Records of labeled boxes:
···
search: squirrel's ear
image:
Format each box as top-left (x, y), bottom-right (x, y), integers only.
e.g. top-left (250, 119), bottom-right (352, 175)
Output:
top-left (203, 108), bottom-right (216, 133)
···
__INSTRUCTION__
Collect every line from the records above that includes the string "left" and copy each line in full.

__RESULT OF THIS EXERCISE__
Format each box as top-left (x, y), bottom-right (x, y), integers only.
e.g. top-left (250, 119), bottom-right (352, 175)
top-left (203, 108), bottom-right (216, 133)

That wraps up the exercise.